--- PROVIDED ENTRIES ---
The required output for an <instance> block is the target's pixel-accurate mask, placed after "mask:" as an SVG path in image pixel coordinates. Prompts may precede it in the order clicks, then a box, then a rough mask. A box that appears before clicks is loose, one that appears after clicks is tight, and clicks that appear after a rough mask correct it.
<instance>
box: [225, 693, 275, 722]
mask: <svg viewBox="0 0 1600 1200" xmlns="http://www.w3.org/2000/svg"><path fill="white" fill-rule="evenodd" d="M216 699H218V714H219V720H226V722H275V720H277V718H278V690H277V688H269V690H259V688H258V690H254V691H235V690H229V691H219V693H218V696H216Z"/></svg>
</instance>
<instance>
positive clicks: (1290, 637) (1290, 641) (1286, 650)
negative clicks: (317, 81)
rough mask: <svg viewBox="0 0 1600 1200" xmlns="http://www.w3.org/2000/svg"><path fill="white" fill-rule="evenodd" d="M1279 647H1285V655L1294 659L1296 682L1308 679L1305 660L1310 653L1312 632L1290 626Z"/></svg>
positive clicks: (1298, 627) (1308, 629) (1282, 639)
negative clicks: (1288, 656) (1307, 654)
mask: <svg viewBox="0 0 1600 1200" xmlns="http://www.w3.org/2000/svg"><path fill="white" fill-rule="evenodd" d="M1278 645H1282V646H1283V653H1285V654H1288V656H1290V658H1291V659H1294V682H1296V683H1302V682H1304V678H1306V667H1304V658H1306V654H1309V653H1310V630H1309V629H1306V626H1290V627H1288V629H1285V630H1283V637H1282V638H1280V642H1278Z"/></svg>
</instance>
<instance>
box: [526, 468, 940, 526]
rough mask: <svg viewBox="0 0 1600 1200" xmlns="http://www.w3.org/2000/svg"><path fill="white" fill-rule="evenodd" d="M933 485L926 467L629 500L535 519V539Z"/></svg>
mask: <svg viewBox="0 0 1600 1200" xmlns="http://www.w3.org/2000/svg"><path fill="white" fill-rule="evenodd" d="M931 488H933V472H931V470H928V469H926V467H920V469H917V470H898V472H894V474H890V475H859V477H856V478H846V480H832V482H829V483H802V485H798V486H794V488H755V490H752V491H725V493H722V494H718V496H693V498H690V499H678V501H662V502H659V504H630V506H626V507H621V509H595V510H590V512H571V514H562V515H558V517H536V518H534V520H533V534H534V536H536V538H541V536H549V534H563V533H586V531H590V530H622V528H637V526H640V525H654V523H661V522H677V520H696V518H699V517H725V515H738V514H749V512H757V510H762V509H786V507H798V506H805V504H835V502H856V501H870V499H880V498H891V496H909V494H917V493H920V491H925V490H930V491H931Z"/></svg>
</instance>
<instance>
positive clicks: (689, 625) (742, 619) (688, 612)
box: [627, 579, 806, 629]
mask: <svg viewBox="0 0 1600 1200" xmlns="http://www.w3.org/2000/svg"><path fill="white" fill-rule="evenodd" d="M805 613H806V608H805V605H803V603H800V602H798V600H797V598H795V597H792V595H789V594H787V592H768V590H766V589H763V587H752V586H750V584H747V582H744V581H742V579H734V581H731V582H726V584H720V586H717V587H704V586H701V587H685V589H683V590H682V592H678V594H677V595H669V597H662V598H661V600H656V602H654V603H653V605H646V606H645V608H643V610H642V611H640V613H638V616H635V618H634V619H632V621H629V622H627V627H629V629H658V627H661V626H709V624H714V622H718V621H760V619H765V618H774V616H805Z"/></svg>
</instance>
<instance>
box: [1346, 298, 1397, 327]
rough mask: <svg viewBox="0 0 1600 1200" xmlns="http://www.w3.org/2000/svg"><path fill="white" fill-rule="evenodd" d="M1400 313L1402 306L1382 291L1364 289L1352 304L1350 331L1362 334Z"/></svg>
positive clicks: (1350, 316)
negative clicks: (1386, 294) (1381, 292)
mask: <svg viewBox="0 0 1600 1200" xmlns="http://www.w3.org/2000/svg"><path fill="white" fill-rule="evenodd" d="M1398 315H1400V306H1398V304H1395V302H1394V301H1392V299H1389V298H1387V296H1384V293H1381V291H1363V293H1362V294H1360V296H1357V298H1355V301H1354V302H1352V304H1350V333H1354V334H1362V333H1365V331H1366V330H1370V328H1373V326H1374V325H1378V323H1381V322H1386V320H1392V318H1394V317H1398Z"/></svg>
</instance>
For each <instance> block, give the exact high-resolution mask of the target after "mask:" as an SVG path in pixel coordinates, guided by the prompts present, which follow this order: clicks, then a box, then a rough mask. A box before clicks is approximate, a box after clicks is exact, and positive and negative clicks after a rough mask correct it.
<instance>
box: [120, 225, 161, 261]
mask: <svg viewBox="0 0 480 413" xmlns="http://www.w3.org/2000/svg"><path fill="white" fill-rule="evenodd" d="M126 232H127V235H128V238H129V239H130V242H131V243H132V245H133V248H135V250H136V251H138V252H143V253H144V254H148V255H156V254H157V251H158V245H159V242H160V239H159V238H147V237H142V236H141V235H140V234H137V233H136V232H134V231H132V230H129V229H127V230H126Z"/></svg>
---
### TASK DIRECTIONS
Output each line of the records above exactly.

### RESULT OF THE TASK
The required output for an <instance> block is the target's pixel-accurate mask, placed after "mask:" as an SVG path in image pixel coordinates. Prompts may precede it in the order clicks, then a box, then a rough mask. A box that appears before clicks is loose, one that appears after clicks is tight, and clicks that appear after a rough mask correct it.
<instance>
box: [225, 693, 275, 722]
mask: <svg viewBox="0 0 1600 1200" xmlns="http://www.w3.org/2000/svg"><path fill="white" fill-rule="evenodd" d="M216 699H218V714H219V720H226V722H275V720H277V718H278V690H277V688H269V690H259V688H258V690H254V691H235V690H229V691H219V693H218V696H216Z"/></svg>
</instance>
<instance>
positive clicks: (1290, 637) (1290, 641) (1286, 650)
negative clicks: (317, 81)
rough mask: <svg viewBox="0 0 1600 1200" xmlns="http://www.w3.org/2000/svg"><path fill="white" fill-rule="evenodd" d="M1279 647H1285V655L1294 659L1296 682L1308 679L1305 660L1310 653L1312 632L1290 626Z"/></svg>
positive clicks: (1298, 627) (1308, 629) (1282, 639)
negative clicks: (1288, 656) (1307, 654)
mask: <svg viewBox="0 0 1600 1200" xmlns="http://www.w3.org/2000/svg"><path fill="white" fill-rule="evenodd" d="M1278 645H1282V646H1283V653H1285V654H1288V656H1290V658H1291V659H1294V682H1296V683H1302V682H1304V678H1306V667H1304V658H1306V654H1309V653H1310V630H1309V629H1306V626H1290V627H1288V629H1285V630H1283V637H1282V638H1280V642H1278Z"/></svg>
</instance>
<instance>
box: [526, 468, 940, 526]
rough mask: <svg viewBox="0 0 1600 1200" xmlns="http://www.w3.org/2000/svg"><path fill="white" fill-rule="evenodd" d="M933 485L926 467L629 500L535 519V539Z"/></svg>
mask: <svg viewBox="0 0 1600 1200" xmlns="http://www.w3.org/2000/svg"><path fill="white" fill-rule="evenodd" d="M931 488H933V472H931V470H928V469H926V467H920V469H917V470H898V472H894V474H890V475H859V477H856V478H846V480H832V482H829V483H802V485H798V486H794V488H755V490H752V491H725V493H722V494H718V496H693V498H690V499H678V501H662V502H659V504H630V506H626V507H621V509H595V510H590V512H571V514H562V515H558V517H536V518H534V520H533V534H534V536H536V538H541V536H549V534H563V533H586V531H590V530H622V528H637V526H640V525H654V523H661V522H677V520H696V518H699V517H725V515H738V514H749V512H757V510H762V509H786V507H798V506H805V504H835V502H856V501H870V499H880V498H891V496H909V494H917V493H920V491H925V490H930V491H931Z"/></svg>
</instance>
<instance>
positive clicks: (689, 625) (742, 619) (688, 612)
box: [627, 579, 806, 629]
mask: <svg viewBox="0 0 1600 1200" xmlns="http://www.w3.org/2000/svg"><path fill="white" fill-rule="evenodd" d="M805 613H806V608H805V605H803V603H800V602H798V600H797V598H795V597H792V595H789V594H787V592H768V590H766V589H763V587H752V586H750V584H747V582H744V581H742V579H734V581H731V582H726V584H720V586H717V587H704V586H701V587H685V589H683V590H682V592H678V594H677V595H669V597H662V598H661V600H656V602H654V603H653V605H646V606H645V608H643V610H642V611H640V613H638V616H635V618H634V619H632V621H629V622H627V627H629V629H658V627H661V626H709V624H714V622H718V621H760V619H765V618H774V616H805Z"/></svg>
</instance>
<instance>
box: [1346, 298, 1397, 327]
rough mask: <svg viewBox="0 0 1600 1200" xmlns="http://www.w3.org/2000/svg"><path fill="white" fill-rule="evenodd" d="M1400 313L1402 306L1382 291L1364 289L1352 304L1350 331L1362 334Z"/></svg>
positive clicks: (1350, 316)
negative clicks: (1386, 294) (1381, 292)
mask: <svg viewBox="0 0 1600 1200" xmlns="http://www.w3.org/2000/svg"><path fill="white" fill-rule="evenodd" d="M1398 315H1400V306H1398V304H1395V302H1394V301H1392V299H1389V298H1387V296H1384V293H1381V291H1363V293H1362V294H1360V296H1357V298H1355V301H1354V302H1352V304H1350V333H1354V334H1362V333H1365V331H1366V330H1370V328H1373V326H1374V325H1378V323H1381V322H1386V320H1392V318H1394V317H1398Z"/></svg>
</instance>
For each <instance> block, give the exact high-resolution mask of the target after "mask:" as an SVG path in pixel coordinates, guided by the prompts present, which follow this order: clicks, then a box, then a rough mask. A box before clicks is approximate, a box after clicks is exact, and positive and negative clicks after a rough mask correct it.
<instance>
box: [120, 225, 161, 261]
mask: <svg viewBox="0 0 480 413" xmlns="http://www.w3.org/2000/svg"><path fill="white" fill-rule="evenodd" d="M126 232H127V235H128V238H129V239H130V242H131V243H132V245H133V248H135V250H136V251H138V252H143V253H144V254H148V255H156V254H157V251H158V245H159V242H160V239H159V238H147V237H142V236H141V235H140V234H137V233H136V232H134V231H132V230H129V229H127V230H126Z"/></svg>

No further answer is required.